**Given instruction**
Put the lines in the records below, from the line with "black collar and" to the line with "[(90, 172), (196, 190)]", both included, into a JSON list of strings with one string per line and no blank lines.

**Information given**
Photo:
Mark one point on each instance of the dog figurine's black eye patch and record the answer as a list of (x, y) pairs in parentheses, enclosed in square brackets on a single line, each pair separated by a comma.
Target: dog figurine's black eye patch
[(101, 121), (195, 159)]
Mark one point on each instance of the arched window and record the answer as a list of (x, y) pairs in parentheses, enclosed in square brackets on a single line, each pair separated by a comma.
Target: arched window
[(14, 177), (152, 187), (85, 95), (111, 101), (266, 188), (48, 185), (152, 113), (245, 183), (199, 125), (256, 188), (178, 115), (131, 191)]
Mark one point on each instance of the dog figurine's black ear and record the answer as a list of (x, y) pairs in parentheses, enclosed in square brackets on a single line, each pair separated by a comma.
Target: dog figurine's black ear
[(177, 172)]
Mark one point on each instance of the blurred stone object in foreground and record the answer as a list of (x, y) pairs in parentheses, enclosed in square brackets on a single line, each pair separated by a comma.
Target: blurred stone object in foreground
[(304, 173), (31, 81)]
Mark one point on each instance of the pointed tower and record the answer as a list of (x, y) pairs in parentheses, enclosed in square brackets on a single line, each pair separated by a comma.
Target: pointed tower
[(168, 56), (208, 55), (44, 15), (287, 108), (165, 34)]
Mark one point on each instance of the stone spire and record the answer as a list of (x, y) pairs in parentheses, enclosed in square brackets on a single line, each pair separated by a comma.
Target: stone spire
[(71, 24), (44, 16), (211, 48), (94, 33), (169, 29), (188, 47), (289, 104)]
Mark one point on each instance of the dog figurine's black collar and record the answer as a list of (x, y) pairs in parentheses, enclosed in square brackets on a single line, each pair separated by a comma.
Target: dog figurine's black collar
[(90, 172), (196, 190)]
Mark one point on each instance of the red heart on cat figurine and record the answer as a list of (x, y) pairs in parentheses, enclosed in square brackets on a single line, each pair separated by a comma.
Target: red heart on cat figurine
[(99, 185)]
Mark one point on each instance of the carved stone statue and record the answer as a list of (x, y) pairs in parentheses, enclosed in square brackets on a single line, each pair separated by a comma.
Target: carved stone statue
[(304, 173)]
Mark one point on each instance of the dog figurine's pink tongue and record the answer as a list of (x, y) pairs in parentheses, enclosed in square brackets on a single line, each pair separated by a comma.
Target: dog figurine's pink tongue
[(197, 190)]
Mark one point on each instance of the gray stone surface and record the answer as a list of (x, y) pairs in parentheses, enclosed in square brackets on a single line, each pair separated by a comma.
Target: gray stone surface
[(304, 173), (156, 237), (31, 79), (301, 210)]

**Answer to this problem**
[
  "Mark one point on each instance of the dog figurine's black collar and record the answer as a list of (x, y) pairs in parentheses, enclosed in square brackets on a single line, each pair separated by a comma.",
  "Target: dog figurine's black collar",
  "[(90, 172), (196, 190)]"
]